What you will do:
**1)** Name every quality dimension that the passage on decision mining quality says this study adapts from process mining.
**2)** Continue the passage on decision mining quality from the point where it stops.

Document text:
The mapping of the decision discovery algorithms on decision quality dimensions in the conformance checking phase involves the utilization of both a decision log (2a) and a decision model (2c) in order to evaluate adherence to a set of constraints specific to each quality dimension, as shown in Figure 2.

3. Research Methodology

This study employs a design science research approach [43] to adapt the precision, fitness, generalization, and simplicity quality dimensions from process mining to the decision mining domain. Following the exaptation strategy proposed by Hevner and Gregor [30], this research builds upon existing process mining methodologies and recontextualizes them for decision mining. The method involves a structured, three-step process: (1) defining the quality dimensions for decision mining, (2) developing metrics and functions for precision, fitness, generalization, and simplicity, and (3) evaluating these metrics through a running example.

3.1. Defining Decision Quality Dimensions

Precision, fitness, generalization, and simplicity are defined based on their roles in assessing the performance of decision discovery algorithms:

• Precision: Measures the extent to which the behavior exhibited by the discovered decision model is observed in the decision log. It checks for over-specification by identifying “extra” fact types and fact values not present in the decision log.
• Fitness: Evaluates how well the discovered decision model replicates the cases in the decision log, focusing on under-specification by examining “unused” fact types and fact values which are in the decision log.
• Generalization: Measures whether the discovered model can apply its learned patterns to future or unseen cases (data not used during training). It prevents overfitting by validating the model on a separate test set.
• Simplicity: Assesses the structural complexity of the discovered decision model. A simple model is easier to understand, validate, and maintain by human actors.

3.2. Development of Metrics and Functions

The technical implementation of the precision, fitness, generalization, and simplicity functions is based on comparing sets of fact types and fact values between the decision model and the decision log:

• Fitness Function: Calculates the proportion of used fact- types and values relative to the total observed in the decision log. A high fitness score indicates a good match between the model and the actual decision-making data.
• Precision Function: Determines the ratio of relevant fact types and values in the decision model to those present in the decision log, indicating how accurately the model reproduces the observed decision behavior.
• Generalization Function: Evaluates the model’s ability to reproduce unseen cases by measuring its fitness on an out-of-sample dataset.

Input data:
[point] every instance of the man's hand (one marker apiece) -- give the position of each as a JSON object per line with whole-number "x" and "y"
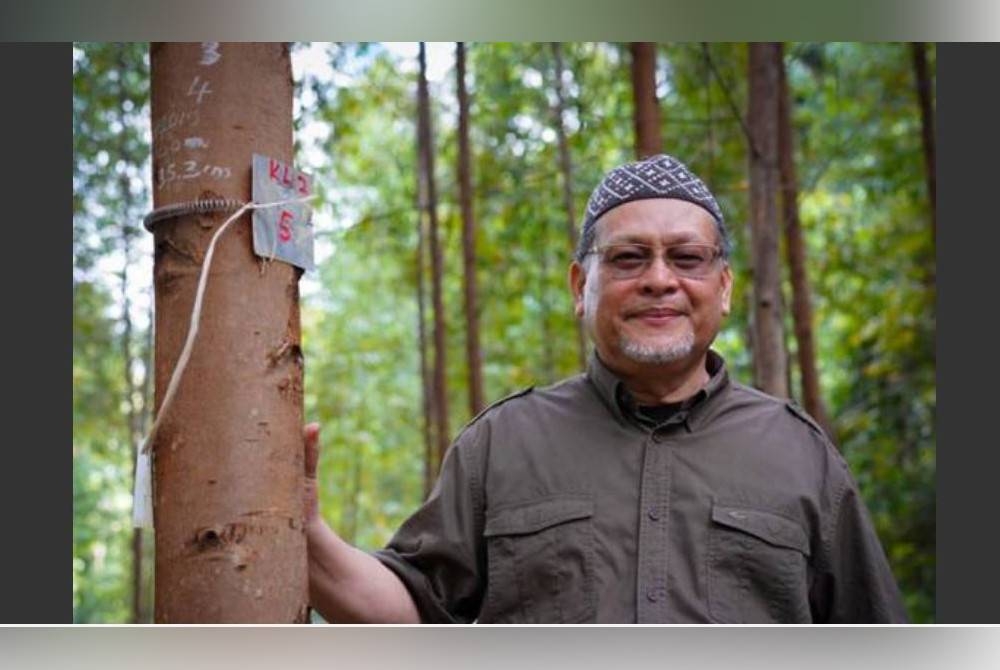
{"x": 346, "y": 585}
{"x": 310, "y": 492}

Your written answers:
**1)** Precision, fitness, generalization, and simplicity.

**2)**
• Simplicity Function: Calculates the structural simplicity of the decision model by comparing its observed complexity to a predefined domain threshold. The resulting percentage expresses the inverse of normalized complexity, where higher values indicate a simpler and more comprehensible model.

3.3. Evaluating Metrics Through Running Example

A running example using DMN is utilized to demonstrate the practical application of the proposed metrics, as follows:

• The example involves a decision model for granting environmental permits based on compliance with emission standards.
• The discovered decision model is compared against the decision log to calculate precision, fitness, generalization, and simplicity scores.

4. Running Example

In the following section, we introduce a running example to illustrate the calculation of the proposed decision mining metrics: fitness, precision, generalization, and simplicity. This example is modeled using the DMN standard [4], which provides a graphical language for specifying decision models and their underlying logic. DMN consists of two layers, the decision requirements diagram (DRD) and the decision logic layer. The DRD contains the dependencies between decisions and the decision logic layer contains the decision logic of the decisions in the DRD.

Figure 3 presents the DRD for the decision of granting an environmental permit, structured into two views: the Existing Decision Model (left) and the Discovered Decision Model (right). Both diagrams center on the decision: ‘Grant Environmental Permit’. This high-level decision is shown to be dependent on inputs: the outcome of the ‘Environmental Impact Assessment’ and the result of the ‘Emission Compliance Check’ (or ‘Emission Conformant Check’ in the discovered version). The intermediate decision, ‘Emission Compliance Check’, is, in turn, dependent on two input data elements: ‘Type of Industry’ and ‘Emission Levels’.

Figure 4 details the Decision Logic for the intermediate sub-decision, the ‘Emission Compliance Check’. This figure presents the existing decision log (left, representing the existing decision log) with the discovered decision log (right, the output generated by the decision mining algorithm). An additional rule is discovered (rule 3) in the discovered decision log as compared to the existing decision log.

The running example is utilized for the calculation of the fitness, precision, generalization, and simplicity metrics as discussed in the following section.

5. Precision, Fitness, Generalization, and Simplicity Demonstration

In this section, we elaborate in more detail on how the quality dimensions of precision, fitness, generalization, and simplicity are implemented in order to be used for decision mining. The flowchart as presented in Figure 5 illustrates a high-level overview of the integration of precision, fitness, generalization, and simplicity metrics into the decision mining process. It provides a step-by-step overview of how decision discovery algorithms and decision models are evaluated and used for the improvement of decision models.

The process begins with the collection of decision logs, which serve as the primary input for generating decision models through decision discovery algorithms. Once a decision model is discovered, precision, fitness, generalization, and simplicity quality dimensions are applied to assess its quality.

Precision measures how accurately the decision model aligns with the observed behavior in the decision log (as depicted in Figure 5), highlighting any unnecessary complexity or over-specification.

Fitness evaluates how well the decision model replicates all valid cases from the decision log (as depicted in Figure 5), identifying gaps or under-specification in the model.

Generalization assesses the model’s ability to reproduce unseen or future decision cases (as depicted in Figure 5), ensuring that the discovered model performs beyond the training data and is not overfitted to only the training data.

Simplicity captures the level of simplicity of the decision model by quantifying the absence of unnecessary complexity (as depicted in Figure 5), indicating how easily the model can be understood by human actors.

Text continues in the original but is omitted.